• Your task
Copy out every item below, putting "Object" wherever "Target" appears and keeping everything else the same. Leave the pictures out.

• Information provided
━━━━━━
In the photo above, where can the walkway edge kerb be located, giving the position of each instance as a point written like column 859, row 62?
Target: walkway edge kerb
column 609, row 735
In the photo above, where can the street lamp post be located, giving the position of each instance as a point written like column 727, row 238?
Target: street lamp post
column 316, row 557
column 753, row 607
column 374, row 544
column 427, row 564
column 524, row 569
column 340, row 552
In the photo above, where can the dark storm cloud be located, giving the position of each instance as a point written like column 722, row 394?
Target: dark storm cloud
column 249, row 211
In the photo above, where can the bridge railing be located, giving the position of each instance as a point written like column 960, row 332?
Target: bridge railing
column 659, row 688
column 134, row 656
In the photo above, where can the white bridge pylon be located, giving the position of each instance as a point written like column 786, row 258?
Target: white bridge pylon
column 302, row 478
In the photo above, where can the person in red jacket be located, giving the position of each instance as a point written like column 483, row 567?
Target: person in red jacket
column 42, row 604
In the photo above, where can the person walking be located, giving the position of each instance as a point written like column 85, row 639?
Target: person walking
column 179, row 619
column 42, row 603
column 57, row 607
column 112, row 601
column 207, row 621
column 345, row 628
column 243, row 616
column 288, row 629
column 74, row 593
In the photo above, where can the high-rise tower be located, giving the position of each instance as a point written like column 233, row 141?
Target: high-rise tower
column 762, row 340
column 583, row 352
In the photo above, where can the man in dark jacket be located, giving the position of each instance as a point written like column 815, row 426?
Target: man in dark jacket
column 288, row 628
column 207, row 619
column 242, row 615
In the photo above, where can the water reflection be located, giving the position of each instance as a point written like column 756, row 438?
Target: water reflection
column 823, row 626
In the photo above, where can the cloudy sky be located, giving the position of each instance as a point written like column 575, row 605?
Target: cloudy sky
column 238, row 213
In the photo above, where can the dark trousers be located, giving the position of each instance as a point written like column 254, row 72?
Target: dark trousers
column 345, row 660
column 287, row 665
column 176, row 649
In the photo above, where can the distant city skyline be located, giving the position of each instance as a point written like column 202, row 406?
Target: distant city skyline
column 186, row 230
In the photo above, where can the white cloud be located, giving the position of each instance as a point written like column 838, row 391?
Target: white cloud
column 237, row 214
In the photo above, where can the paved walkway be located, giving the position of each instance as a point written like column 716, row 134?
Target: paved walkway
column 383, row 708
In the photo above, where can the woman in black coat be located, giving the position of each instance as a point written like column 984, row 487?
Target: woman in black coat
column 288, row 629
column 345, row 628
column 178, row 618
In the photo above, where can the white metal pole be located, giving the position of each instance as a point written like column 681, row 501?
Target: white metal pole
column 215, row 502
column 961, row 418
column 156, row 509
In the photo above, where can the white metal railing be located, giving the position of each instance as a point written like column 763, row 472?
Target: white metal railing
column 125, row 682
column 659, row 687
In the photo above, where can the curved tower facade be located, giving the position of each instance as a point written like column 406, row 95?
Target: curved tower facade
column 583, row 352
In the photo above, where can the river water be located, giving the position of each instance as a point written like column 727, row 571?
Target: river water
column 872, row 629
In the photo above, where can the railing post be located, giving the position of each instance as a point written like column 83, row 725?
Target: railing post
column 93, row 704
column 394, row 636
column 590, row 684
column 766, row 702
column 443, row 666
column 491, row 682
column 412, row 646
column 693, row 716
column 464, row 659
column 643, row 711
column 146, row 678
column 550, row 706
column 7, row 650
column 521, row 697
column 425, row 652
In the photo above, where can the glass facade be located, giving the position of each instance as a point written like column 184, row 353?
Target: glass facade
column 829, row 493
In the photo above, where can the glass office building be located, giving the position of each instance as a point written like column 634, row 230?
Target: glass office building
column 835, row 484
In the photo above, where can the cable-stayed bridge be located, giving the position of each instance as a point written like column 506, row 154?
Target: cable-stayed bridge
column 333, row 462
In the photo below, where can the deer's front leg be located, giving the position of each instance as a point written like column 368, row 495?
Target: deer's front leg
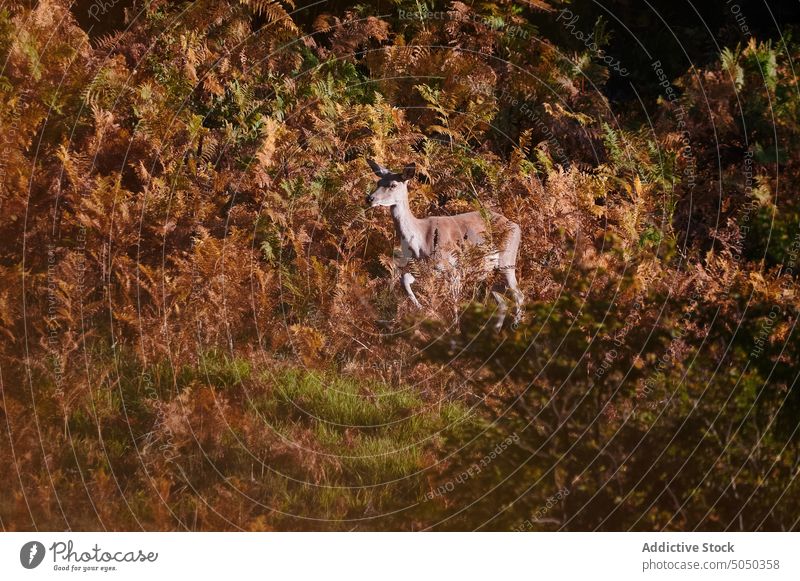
column 408, row 279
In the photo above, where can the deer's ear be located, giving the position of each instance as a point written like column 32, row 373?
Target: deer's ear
column 409, row 171
column 379, row 170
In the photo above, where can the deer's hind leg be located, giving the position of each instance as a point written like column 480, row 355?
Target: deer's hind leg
column 507, row 264
column 408, row 279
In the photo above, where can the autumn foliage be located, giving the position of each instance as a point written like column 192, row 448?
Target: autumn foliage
column 202, row 326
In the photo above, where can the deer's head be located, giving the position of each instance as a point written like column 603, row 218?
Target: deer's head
column 392, row 187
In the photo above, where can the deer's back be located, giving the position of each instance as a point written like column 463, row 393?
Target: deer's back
column 445, row 233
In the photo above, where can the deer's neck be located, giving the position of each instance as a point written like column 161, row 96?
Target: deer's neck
column 409, row 228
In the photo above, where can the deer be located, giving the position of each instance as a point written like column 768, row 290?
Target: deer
column 438, row 238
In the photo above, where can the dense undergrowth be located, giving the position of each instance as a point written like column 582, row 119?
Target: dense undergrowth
column 202, row 327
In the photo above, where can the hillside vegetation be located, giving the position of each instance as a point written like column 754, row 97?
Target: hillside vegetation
column 202, row 326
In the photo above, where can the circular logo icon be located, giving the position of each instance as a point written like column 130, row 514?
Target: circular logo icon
column 31, row 554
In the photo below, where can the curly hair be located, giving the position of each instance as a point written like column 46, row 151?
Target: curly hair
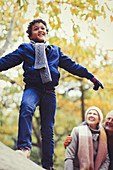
column 32, row 23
━━━━━━
• Answer to the exercise
In the photo above, where can the walkway edge kerb be located, giving the position of each instance as a point written like column 859, row 62?
Object: walkway edge kerb
column 609, row 735
In the photo above, where can the street lamp post be located, giving the position of each instance as a point written like column 727, row 238?
Object: street lamp post
column 316, row 557
column 753, row 607
column 374, row 544
column 427, row 564
column 524, row 569
column 340, row 552
In the photo above, where can the dark storm cloud be located, giving the position of each instance as a point written like column 722, row 394?
Object: dark storm cloud
column 249, row 211
In the photo above, where can the bridge railing be located, giving the position of each instance as a point written like column 960, row 332?
Object: bridge railing
column 659, row 688
column 134, row 656
In the photo above, where can the white bridge pylon be located, giving the position of each instance as a point written like column 786, row 258?
Object: white bridge pylon
column 302, row 478
In the photo above, where can the person in red jacket be located, giving the position of each instance as a point written like column 483, row 567?
Object: person in red jacket
column 42, row 604
In the photo above, where can the person walking be located, giving the position of each instance as a point written like column 85, row 639?
Object: person walking
column 179, row 619
column 42, row 603
column 57, row 607
column 112, row 601
column 207, row 621
column 345, row 628
column 243, row 616
column 288, row 629
column 74, row 593
In the photo above, where can the high-rise tower be located, giving the position of each instance as a point written like column 233, row 141?
Object: high-rise tower
column 762, row 340
column 583, row 352
In the photo above, where can the man in dark jacket be located, giving the position of each instance as a point written like column 815, row 426?
Object: man in dark jacket
column 288, row 628
column 207, row 619
column 242, row 615
In the photo above, where can the water reflection be located, giving the position of each instance as a point written like column 756, row 438?
Object: water reflection
column 823, row 626
In the photo above, where can the cloudy sky be located, giving the position of each instance as a point written like column 575, row 605?
Object: cloudy sky
column 238, row 213
In the photo above, where can the dark trousers be located, giving the position of each instance as a point written like column 254, row 72?
Object: dark trousers
column 345, row 660
column 287, row 665
column 176, row 649
In the photo above, where can the distant city skyline be located, giving the position of each instance as a point written like column 202, row 406?
Object: distant city skyline
column 186, row 230
In the photo above, where can the white cloud be located, giving the position of each instance as a point written like column 838, row 391?
Object: white cloud
column 237, row 214
In the photo above, where can the paved walkway be located, giving the position of each instance as a point written like column 716, row 134?
Object: paved walkway
column 383, row 708
In the photo above, where can the woman in black coat be located, giving the position of each instance as a point written like column 984, row 487?
Object: woman in black coat
column 288, row 629
column 345, row 628
column 178, row 618
In the photo above, where can the white metal pole be located, giving the position of each instance as a point written like column 681, row 501?
Object: white metal pole
column 215, row 502
column 961, row 418
column 156, row 509
In the photo above, where can the white metal railing be located, giving the position of each instance as a point written like column 763, row 472?
Object: white metal railing
column 125, row 682
column 659, row 687
In the photo above, where can the curved tower facade be located, giving the position of each instance as a point written like column 406, row 95?
Object: curved tower facade
column 583, row 352
In the photo above, where can the river water be located, giving the position of each instance as a point written like column 727, row 571?
Object: river water
column 872, row 629
In the photo above, where can the railing post be located, giving the position of each instance as a point written like column 83, row 725?
Object: railing post
column 93, row 704
column 394, row 636
column 590, row 684
column 766, row 702
column 443, row 666
column 491, row 682
column 412, row 646
column 693, row 716
column 464, row 659
column 643, row 711
column 146, row 678
column 550, row 706
column 7, row 650
column 521, row 697
column 425, row 652
In the photo above, where can the glass facade be located, giving the position of each instance as a point written like column 184, row 353?
Object: glass facade
column 829, row 493
In the photo above, where can the glass office building be located, giving the position of each instance as a point written like column 634, row 230?
Object: glass office building
column 835, row 484
In the photo above, where can the cable-stayed bridge be located, giving the position of each instance as a point written like column 506, row 154?
Object: cable-stayed bridge
column 333, row 462
In the photo below, where can the deer's front leg be located, giving the position of each instance as a point written like column 368, row 495?
Object: deer's front leg
column 408, row 279
In the photo above, where can the deer's ear be located, giving the position of each instance as a point written like column 32, row 373?
Object: deer's ear
column 409, row 171
column 379, row 170
In the photo above, where can the deer's hind leg be located, giving the position of each instance as a point written like column 480, row 355?
Object: deer's hind leg
column 507, row 264
column 408, row 279
In the photo above, where can the autumn foliage be located, giving the position of each instance as a point written like column 192, row 448?
Object: autumn foliage
column 202, row 326
In the photo above, where can the deer's head be located, giving the position of each instance as a point written like column 603, row 218?
Object: deer's head
column 392, row 187
In the photo above, where can the deer's back be located, giving the position of each instance as a point written like column 463, row 393?
Object: deer's back
column 445, row 233
In the photo above, where can the deer's neck be located, giving the position of each instance as a point written like column 161, row 96?
Object: deer's neck
column 409, row 228
In the photo above, where can the deer be located, giving the position of each instance as a point written like column 768, row 290?
Object: deer
column 438, row 238
In the photo above, where can the dense undergrowth be located, giving the position of each instance as a point written like column 582, row 119?
Object: dense undergrowth
column 202, row 327
In the photo above, where can the hillside vegetation be located, giving the position of each instance as a point written like column 754, row 97?
Object: hillside vegetation
column 202, row 326
In the photo above, where can the circular logo icon be located, giving the position of each instance as a point written like column 130, row 514?
Object: circular logo icon
column 31, row 554
In the photo below, where can the curly hair be located, giving the position of each instance as a point written like column 46, row 151?
Object: curly hair
column 32, row 23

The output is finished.